▽
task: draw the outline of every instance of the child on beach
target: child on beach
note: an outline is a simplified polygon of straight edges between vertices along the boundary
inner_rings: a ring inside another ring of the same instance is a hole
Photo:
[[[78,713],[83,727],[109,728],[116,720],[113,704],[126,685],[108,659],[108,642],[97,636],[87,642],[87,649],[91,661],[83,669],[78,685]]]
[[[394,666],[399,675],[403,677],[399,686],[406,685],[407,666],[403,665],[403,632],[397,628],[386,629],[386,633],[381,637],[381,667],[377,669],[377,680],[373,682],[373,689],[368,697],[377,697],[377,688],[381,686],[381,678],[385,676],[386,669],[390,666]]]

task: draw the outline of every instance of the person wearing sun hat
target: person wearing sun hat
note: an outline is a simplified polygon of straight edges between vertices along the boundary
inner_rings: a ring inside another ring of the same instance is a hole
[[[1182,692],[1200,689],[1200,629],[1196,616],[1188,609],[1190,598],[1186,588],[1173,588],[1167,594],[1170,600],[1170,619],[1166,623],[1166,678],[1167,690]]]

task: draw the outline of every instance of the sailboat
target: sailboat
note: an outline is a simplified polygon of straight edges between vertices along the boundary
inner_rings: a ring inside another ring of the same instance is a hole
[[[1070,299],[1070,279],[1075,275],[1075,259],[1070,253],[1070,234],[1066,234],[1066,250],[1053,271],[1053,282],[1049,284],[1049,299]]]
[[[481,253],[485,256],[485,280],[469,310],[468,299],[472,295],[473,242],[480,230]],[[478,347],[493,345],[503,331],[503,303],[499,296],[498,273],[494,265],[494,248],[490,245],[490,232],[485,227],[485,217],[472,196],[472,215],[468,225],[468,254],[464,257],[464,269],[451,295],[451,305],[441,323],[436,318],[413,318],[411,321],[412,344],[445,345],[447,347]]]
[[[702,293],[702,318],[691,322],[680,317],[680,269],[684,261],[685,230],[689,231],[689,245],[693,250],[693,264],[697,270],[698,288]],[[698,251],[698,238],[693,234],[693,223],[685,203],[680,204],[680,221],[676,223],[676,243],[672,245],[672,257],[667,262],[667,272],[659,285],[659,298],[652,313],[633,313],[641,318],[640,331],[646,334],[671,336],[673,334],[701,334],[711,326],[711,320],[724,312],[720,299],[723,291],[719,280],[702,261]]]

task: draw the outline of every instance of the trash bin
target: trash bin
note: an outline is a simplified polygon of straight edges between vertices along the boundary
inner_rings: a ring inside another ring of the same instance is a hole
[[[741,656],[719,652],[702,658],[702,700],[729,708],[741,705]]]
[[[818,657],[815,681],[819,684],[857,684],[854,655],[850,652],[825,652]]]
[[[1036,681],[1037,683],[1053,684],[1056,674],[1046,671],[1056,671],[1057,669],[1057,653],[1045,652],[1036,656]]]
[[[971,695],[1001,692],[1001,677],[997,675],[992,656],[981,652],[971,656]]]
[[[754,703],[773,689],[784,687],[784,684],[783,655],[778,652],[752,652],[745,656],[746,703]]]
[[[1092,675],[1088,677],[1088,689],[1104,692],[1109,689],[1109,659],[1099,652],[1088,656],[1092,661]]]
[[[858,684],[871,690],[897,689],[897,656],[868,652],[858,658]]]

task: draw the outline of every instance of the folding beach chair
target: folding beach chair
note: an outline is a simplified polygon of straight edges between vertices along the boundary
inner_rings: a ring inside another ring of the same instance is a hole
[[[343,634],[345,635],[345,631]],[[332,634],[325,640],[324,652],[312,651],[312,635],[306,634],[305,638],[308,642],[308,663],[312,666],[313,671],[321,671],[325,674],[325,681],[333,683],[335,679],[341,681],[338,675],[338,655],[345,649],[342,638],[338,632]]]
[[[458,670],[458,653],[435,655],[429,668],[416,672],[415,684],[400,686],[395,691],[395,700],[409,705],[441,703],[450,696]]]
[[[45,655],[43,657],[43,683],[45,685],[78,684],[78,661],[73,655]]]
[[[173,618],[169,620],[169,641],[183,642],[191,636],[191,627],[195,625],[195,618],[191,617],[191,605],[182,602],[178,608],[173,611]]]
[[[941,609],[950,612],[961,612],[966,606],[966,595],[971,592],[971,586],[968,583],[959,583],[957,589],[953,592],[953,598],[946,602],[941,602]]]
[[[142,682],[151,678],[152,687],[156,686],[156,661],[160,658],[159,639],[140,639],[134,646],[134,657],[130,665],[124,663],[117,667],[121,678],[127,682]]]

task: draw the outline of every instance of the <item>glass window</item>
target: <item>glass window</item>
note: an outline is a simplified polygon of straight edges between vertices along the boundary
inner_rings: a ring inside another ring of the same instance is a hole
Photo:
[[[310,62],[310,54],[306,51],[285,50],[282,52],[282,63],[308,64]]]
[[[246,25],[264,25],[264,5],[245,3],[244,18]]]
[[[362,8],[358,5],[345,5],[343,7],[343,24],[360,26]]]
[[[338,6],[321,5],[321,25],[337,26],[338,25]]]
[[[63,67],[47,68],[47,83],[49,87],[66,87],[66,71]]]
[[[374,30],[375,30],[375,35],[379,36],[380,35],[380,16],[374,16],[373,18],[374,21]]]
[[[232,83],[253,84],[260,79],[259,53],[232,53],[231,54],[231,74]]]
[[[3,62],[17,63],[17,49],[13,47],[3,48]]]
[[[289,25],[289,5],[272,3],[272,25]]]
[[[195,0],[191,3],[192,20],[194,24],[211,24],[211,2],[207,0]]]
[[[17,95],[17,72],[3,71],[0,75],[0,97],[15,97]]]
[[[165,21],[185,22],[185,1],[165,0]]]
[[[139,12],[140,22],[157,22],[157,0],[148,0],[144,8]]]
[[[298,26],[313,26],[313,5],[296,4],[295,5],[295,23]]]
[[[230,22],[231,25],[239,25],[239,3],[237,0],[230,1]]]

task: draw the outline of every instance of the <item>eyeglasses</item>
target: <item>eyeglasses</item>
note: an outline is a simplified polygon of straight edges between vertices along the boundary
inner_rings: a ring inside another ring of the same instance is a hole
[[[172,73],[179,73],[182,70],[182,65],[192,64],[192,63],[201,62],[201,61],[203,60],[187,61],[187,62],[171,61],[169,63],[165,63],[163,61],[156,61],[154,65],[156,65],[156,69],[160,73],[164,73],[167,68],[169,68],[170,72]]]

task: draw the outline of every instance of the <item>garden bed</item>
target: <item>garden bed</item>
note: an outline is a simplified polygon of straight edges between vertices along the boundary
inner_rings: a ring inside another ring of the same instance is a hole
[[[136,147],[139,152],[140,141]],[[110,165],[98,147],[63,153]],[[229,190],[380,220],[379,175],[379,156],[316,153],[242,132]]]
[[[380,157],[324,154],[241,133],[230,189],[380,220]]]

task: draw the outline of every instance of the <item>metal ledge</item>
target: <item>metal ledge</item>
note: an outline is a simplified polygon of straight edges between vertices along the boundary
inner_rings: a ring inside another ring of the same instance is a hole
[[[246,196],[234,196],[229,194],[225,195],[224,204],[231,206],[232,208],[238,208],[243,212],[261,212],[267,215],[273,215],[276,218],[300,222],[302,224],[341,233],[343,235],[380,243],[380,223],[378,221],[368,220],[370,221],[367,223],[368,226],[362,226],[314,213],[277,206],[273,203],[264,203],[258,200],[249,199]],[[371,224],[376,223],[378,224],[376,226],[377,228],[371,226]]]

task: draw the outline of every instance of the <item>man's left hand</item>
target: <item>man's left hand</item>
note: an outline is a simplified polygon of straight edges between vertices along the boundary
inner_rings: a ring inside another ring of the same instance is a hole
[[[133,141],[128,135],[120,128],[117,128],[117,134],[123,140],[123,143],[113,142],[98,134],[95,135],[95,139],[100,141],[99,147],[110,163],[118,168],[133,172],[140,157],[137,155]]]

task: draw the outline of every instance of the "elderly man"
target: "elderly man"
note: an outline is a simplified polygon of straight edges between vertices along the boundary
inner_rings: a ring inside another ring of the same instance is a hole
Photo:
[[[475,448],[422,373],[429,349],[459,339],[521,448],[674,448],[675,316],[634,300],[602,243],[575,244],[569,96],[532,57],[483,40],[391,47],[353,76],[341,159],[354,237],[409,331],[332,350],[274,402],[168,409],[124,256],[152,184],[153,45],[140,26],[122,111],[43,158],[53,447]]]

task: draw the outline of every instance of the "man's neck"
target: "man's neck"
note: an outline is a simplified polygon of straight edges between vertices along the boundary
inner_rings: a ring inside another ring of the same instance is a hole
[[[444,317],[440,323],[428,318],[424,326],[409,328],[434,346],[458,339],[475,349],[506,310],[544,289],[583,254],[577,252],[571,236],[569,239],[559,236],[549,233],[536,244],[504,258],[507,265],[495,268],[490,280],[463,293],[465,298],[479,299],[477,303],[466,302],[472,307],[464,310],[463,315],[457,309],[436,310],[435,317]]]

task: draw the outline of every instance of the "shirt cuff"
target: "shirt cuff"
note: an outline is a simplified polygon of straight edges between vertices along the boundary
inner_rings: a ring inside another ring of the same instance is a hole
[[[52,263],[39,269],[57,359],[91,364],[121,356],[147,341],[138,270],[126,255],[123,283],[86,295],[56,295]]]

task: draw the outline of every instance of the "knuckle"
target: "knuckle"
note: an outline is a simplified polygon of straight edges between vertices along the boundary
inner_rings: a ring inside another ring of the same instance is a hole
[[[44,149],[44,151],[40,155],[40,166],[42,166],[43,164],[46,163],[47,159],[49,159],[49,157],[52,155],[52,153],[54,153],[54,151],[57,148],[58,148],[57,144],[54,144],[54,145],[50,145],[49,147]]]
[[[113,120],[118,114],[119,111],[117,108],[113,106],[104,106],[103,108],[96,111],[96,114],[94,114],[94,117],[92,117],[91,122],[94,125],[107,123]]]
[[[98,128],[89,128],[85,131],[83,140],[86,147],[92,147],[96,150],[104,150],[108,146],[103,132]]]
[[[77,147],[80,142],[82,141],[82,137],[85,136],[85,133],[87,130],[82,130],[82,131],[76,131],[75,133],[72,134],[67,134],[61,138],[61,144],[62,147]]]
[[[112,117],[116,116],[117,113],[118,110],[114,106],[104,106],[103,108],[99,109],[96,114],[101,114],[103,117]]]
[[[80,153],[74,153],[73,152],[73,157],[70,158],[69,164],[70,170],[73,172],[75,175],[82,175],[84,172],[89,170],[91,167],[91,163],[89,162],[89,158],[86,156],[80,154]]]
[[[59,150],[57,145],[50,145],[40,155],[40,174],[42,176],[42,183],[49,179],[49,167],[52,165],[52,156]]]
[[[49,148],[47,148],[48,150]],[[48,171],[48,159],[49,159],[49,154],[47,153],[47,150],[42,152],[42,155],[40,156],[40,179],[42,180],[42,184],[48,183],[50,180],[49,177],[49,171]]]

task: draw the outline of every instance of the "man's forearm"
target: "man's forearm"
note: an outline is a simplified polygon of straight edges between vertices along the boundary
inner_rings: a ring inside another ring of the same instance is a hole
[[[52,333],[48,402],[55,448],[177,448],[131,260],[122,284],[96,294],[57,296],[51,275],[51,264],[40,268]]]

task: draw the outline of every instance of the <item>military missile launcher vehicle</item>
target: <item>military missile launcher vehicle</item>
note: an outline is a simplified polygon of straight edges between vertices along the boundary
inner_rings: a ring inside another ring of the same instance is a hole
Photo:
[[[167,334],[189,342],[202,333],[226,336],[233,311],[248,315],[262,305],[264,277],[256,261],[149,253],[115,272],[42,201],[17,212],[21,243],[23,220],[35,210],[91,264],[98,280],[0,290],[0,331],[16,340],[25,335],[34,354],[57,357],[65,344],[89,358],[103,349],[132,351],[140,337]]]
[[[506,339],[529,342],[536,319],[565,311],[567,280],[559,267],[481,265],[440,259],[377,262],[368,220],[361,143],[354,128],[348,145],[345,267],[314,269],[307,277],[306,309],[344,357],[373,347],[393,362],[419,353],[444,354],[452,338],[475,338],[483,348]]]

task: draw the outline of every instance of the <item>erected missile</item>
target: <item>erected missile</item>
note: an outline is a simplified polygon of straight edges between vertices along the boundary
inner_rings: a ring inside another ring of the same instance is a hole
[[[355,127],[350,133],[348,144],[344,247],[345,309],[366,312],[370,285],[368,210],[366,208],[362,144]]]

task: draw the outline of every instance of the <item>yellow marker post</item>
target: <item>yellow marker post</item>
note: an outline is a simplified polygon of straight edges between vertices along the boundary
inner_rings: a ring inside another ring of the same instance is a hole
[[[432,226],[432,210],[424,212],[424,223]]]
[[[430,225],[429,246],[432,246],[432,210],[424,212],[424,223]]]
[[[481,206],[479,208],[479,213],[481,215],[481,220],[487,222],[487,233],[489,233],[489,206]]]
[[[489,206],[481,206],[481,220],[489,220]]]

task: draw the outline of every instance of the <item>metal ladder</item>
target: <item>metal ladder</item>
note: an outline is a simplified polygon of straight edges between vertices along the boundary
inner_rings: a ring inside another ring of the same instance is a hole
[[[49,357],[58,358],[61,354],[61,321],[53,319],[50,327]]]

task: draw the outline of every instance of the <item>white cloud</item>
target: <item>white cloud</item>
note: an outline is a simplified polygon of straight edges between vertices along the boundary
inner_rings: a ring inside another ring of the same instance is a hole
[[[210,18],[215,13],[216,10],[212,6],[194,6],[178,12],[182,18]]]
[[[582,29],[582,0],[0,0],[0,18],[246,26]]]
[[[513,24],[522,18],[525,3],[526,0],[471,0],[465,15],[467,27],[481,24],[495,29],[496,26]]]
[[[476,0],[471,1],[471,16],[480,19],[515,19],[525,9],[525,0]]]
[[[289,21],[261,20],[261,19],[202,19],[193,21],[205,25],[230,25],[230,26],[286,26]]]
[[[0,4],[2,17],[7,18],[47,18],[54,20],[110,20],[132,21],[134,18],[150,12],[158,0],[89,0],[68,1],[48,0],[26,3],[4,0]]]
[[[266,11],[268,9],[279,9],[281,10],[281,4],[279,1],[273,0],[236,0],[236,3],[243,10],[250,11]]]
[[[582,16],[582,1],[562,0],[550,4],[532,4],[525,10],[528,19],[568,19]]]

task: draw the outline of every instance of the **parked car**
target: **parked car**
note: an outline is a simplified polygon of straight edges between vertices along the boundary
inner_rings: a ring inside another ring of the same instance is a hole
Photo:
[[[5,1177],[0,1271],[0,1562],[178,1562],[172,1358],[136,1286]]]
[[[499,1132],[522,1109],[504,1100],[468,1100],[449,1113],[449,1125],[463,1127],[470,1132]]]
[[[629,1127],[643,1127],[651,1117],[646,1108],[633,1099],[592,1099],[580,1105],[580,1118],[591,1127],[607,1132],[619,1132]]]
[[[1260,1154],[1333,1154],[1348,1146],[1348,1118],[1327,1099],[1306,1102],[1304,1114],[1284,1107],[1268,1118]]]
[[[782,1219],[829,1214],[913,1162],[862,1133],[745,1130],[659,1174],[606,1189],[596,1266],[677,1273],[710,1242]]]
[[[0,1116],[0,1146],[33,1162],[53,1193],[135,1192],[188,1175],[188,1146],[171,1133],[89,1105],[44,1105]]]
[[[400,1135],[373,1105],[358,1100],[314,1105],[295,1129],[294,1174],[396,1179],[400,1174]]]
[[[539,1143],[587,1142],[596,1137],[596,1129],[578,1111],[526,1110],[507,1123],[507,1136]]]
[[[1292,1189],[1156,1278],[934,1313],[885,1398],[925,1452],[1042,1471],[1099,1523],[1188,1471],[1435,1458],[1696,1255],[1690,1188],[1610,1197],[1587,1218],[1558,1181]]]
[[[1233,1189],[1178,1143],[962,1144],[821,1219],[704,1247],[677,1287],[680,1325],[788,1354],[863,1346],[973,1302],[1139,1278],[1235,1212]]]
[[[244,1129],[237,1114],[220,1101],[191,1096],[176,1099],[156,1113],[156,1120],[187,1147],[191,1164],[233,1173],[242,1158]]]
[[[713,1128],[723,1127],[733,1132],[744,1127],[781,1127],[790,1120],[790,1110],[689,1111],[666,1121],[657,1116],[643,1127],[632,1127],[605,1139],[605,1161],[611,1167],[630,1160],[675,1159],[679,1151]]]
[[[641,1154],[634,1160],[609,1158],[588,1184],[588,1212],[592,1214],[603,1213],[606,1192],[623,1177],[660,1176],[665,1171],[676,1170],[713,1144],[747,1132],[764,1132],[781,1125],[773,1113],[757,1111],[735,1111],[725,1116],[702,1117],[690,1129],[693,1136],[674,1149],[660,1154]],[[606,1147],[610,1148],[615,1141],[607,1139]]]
△
◆ Description of the task
Please tally the lines of the data in which the string "beach" appears and write only the total.

◆ Exercise result
4